◆ **ACTIVITY**
For the data below, give the number of lines containing "hose" and nothing more.

◆ **GIVEN DATA**

+ + + +

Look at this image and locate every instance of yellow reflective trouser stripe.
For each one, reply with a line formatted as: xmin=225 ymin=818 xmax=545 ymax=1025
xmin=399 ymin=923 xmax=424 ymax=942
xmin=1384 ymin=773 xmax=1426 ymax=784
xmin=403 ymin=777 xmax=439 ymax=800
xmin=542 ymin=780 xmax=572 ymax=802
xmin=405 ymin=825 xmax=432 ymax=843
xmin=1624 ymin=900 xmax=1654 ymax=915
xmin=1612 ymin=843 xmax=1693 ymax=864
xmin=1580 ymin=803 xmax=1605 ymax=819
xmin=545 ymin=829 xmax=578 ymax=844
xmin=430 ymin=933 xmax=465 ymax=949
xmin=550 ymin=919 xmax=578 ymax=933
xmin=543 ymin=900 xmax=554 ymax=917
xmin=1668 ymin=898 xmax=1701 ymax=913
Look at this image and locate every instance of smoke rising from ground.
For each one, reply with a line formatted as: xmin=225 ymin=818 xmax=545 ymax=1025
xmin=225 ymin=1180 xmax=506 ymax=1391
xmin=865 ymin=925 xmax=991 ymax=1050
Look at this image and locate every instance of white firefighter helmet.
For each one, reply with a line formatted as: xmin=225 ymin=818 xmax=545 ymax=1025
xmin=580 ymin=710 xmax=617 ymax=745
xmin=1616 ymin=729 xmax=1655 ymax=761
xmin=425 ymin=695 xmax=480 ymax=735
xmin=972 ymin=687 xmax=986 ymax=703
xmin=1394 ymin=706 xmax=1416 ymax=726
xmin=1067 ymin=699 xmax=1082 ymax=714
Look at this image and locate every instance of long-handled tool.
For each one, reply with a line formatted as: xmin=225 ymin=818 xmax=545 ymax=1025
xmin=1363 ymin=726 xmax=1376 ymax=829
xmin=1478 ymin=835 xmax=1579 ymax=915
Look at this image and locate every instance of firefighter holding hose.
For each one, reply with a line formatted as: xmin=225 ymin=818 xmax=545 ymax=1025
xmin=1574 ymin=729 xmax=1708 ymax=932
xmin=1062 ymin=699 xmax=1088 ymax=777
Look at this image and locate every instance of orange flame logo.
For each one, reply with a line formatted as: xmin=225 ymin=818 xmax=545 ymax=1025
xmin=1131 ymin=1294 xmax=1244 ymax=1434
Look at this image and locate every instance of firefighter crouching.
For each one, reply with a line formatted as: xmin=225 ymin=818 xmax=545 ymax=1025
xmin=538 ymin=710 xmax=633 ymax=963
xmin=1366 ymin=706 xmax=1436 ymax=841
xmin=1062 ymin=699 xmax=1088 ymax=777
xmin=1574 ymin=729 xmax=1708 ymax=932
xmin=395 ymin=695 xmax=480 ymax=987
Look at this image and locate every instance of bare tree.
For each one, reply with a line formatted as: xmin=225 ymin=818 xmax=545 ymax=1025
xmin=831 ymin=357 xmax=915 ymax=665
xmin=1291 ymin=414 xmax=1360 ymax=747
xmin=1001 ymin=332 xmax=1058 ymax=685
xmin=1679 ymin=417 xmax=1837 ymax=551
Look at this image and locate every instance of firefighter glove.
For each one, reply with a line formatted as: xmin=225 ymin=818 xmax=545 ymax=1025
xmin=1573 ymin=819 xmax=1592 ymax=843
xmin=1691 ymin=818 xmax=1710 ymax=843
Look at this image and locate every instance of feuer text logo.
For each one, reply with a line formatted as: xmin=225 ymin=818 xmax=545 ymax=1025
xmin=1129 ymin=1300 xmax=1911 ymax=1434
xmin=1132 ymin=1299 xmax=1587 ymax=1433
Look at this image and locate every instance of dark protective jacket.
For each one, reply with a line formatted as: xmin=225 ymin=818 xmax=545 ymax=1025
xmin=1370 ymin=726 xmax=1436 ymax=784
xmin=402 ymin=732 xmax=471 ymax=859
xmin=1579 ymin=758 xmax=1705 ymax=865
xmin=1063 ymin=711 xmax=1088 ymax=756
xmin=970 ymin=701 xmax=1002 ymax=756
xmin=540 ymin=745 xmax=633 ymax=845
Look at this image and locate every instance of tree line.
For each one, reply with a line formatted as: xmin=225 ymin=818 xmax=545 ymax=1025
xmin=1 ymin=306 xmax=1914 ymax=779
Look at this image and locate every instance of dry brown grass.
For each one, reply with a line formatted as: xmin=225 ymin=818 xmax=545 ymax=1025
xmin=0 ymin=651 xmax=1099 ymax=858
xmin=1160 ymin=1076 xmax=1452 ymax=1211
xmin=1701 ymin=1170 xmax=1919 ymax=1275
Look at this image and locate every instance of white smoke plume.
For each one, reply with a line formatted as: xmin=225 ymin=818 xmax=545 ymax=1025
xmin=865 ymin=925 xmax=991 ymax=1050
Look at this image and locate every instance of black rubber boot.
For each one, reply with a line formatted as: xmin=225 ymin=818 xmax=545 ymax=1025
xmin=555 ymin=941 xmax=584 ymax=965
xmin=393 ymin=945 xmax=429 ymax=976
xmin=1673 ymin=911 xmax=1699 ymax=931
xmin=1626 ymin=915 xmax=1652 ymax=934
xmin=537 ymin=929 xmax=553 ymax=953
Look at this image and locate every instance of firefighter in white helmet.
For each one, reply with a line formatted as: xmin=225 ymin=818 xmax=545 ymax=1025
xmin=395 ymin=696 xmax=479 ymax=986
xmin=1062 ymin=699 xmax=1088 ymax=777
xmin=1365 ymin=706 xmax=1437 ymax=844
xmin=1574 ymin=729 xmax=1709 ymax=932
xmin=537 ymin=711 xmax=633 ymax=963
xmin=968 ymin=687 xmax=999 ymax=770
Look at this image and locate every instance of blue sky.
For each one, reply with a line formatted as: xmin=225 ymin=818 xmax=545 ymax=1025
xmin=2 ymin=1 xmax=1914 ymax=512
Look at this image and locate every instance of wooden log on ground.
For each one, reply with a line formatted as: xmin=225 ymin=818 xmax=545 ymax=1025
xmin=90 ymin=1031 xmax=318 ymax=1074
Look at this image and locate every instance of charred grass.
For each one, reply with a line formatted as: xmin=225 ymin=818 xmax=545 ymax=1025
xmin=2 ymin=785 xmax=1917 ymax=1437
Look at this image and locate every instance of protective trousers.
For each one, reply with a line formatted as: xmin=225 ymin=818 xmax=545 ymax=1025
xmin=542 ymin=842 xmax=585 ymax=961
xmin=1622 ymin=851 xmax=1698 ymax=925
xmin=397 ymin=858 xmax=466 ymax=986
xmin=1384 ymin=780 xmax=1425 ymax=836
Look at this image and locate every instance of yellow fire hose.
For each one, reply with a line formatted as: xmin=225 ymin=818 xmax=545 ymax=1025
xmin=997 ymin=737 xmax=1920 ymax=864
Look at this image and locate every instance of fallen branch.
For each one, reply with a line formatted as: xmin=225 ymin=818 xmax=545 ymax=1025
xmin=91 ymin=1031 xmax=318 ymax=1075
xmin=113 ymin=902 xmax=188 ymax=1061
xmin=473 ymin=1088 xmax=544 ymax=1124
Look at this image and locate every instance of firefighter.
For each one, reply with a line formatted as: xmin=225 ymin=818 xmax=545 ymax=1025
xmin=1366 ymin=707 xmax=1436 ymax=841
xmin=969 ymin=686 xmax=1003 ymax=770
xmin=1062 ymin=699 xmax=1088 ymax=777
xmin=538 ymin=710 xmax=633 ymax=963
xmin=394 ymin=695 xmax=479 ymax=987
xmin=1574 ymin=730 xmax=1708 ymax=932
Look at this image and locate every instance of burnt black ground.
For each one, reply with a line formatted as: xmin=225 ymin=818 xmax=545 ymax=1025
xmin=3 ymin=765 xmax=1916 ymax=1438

+ + + +

◆ **ANSWER FOR THE TASK**
2